* WORK TO BE COMPLETED:
Can you rescale everything from the line containing "TARGET: undergrowth" down to the end of the records, both ends included, reproducing only those lines with their requests and multiplying each x and y coordinate in the answers by 2.05, rounded to whole numbers with halves going up?

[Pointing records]
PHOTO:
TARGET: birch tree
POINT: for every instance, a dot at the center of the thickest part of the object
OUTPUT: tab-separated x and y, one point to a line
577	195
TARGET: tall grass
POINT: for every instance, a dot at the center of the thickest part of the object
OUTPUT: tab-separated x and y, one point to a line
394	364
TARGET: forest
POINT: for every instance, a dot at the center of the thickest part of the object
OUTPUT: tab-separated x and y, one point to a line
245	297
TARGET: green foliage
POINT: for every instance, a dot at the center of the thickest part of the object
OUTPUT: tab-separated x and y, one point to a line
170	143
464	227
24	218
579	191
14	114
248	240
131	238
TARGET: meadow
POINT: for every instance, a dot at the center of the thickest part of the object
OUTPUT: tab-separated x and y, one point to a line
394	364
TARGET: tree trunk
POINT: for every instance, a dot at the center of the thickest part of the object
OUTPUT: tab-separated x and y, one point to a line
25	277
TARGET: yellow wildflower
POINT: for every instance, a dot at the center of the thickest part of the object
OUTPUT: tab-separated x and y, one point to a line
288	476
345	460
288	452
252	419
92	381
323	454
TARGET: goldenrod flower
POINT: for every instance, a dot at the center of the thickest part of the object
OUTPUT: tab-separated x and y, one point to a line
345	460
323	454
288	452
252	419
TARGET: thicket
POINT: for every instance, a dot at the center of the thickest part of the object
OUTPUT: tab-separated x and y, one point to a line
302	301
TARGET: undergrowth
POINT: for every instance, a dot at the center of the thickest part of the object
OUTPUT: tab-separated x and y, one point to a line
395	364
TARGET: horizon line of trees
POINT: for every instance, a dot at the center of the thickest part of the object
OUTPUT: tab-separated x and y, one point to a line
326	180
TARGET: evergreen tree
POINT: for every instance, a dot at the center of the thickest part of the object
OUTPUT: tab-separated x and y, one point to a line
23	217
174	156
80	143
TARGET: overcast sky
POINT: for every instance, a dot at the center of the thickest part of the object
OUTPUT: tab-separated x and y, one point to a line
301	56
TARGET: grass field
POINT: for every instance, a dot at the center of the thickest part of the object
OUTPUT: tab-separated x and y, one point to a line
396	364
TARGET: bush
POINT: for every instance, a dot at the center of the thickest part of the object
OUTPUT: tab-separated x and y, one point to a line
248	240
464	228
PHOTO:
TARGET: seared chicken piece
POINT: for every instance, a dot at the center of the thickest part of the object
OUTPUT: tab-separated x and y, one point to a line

* OUTPUT FOR THIS EXERCISE:
TARGET: undergrowth
POINT: for every instance, a dot at the center of the thickest part of the object
OUTPUT: tab-separated x and y, one point to a line
810	746
TARGET: horizon line of trees
POINT: for every instance, a dot at the center of the thickest part of the object
OUTPUT: tab-separated x and y, one point to a line
668	369
TARGET: evergreen tree
POINT: for every instance, a dot at the center of the thickest part of the object
OUTPUT: tab-separated x and y, one point to a line
47	445
357	320
164	293
TARGET: overcast sky
POINT: for every instance, a dot at the center of the thickest part of the object
OUTPUT: tab-separated x and y, one point to a line
617	115
TARGET: grass field
POINT: for every instance, a dot at the center of the thickest part of the object
OUTPUT: tab-separated x and y, one point to a line
812	746
TARGET: bush
POINT: for every instance, a dot at the center of the thickest part of the object
OUTPUT: tab-separated x and y, one point to a line
508	492
951	467
PHOTO:
TARGET: seared chicken piece
POINT: for every instance, a dot at the center of the thickest part of the object
OUTPUT: tab-separated x and y, one point to a line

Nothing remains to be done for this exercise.